### WHAT TO DO
Write every entry out again with no changes, and leave the images behind.

(Spatial localization data)

---+---

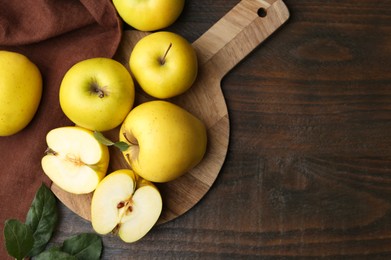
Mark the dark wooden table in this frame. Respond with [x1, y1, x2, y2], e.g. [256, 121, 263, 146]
[51, 0, 391, 258]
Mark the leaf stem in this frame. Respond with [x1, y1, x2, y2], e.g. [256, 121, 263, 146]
[94, 131, 130, 152]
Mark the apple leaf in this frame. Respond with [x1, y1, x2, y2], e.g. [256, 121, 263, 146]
[93, 131, 115, 146]
[3, 219, 34, 260]
[94, 131, 130, 151]
[61, 233, 102, 260]
[34, 247, 77, 260]
[114, 141, 131, 152]
[3, 183, 103, 260]
[25, 183, 58, 257]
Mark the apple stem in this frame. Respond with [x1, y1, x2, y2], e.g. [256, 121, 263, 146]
[113, 225, 120, 235]
[94, 131, 130, 151]
[160, 43, 173, 65]
[90, 80, 106, 98]
[45, 147, 57, 156]
[125, 154, 133, 166]
[97, 90, 105, 98]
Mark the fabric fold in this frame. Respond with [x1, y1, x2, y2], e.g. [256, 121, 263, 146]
[0, 1, 122, 258]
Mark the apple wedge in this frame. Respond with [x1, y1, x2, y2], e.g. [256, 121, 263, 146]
[91, 169, 162, 243]
[41, 126, 109, 194]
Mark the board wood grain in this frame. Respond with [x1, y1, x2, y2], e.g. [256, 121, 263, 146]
[51, 0, 289, 224]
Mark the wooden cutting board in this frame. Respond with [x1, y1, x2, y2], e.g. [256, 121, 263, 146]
[51, 0, 289, 225]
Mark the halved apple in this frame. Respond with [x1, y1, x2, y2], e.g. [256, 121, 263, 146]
[91, 169, 162, 243]
[41, 126, 109, 194]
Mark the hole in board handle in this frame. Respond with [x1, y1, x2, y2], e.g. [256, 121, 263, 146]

---+---

### YOUR RESPONSE
Mark the dark wooden table in this frame. Respond with [x1, y1, x2, y2], e.g. [256, 121, 263, 146]
[51, 0, 391, 258]
Mark the leaf stem in this frame. Respond with [x1, y1, x2, y2], e.g. [256, 121, 263, 146]
[94, 131, 130, 152]
Mark the apple leaf in this frame. Respond with [x1, y1, x2, y2], e.g. [256, 121, 263, 146]
[93, 131, 115, 146]
[3, 219, 34, 260]
[94, 131, 130, 151]
[61, 233, 102, 260]
[34, 247, 77, 260]
[114, 141, 131, 152]
[3, 183, 103, 260]
[25, 183, 58, 257]
Mark the apple stem in this frame. Respond with [x1, y1, x2, y2], e.g. [256, 121, 263, 146]
[113, 225, 120, 235]
[94, 131, 130, 151]
[160, 43, 173, 65]
[90, 80, 106, 98]
[45, 147, 57, 156]
[125, 154, 133, 166]
[97, 90, 105, 98]
Mark the fabric fold in this frame. Respond with [x1, y1, x2, y2], e.g. [256, 121, 263, 146]
[0, 1, 122, 258]
Mark the apple wedge in this frame. Respond with [x1, y1, x2, y2], e.g. [256, 121, 263, 146]
[91, 169, 162, 243]
[41, 126, 109, 194]
Mark the board wood grain in this frame. Respond with [x1, y1, x2, y2], e.g. [256, 121, 263, 146]
[51, 0, 289, 224]
Mark the wooden cutting board in this frame. Respond with [x1, y1, x2, y2], e.g. [256, 121, 263, 146]
[51, 0, 289, 225]
Mark the halved apple in this frame. Respond with [x1, y1, x2, y2], e.g. [256, 121, 263, 146]
[91, 169, 162, 243]
[41, 126, 109, 194]
Mark the hole in board handle in this frame. Respond with [x1, y1, x2, y2], e.g. [256, 121, 263, 146]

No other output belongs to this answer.